What this task involves => Copy every line of the material below exactly.

┌──

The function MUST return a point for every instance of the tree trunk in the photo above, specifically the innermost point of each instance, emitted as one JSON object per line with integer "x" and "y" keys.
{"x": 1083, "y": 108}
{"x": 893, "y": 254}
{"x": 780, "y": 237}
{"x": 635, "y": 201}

└──

Response below =>
The function MUST return a point for every instance of the tree trunk in the photo above, specifically the innermost point of each instance, emitted as one JSON object per line with integer "x" and "y" keys.
{"x": 1083, "y": 108}
{"x": 893, "y": 254}
{"x": 780, "y": 237}
{"x": 635, "y": 201}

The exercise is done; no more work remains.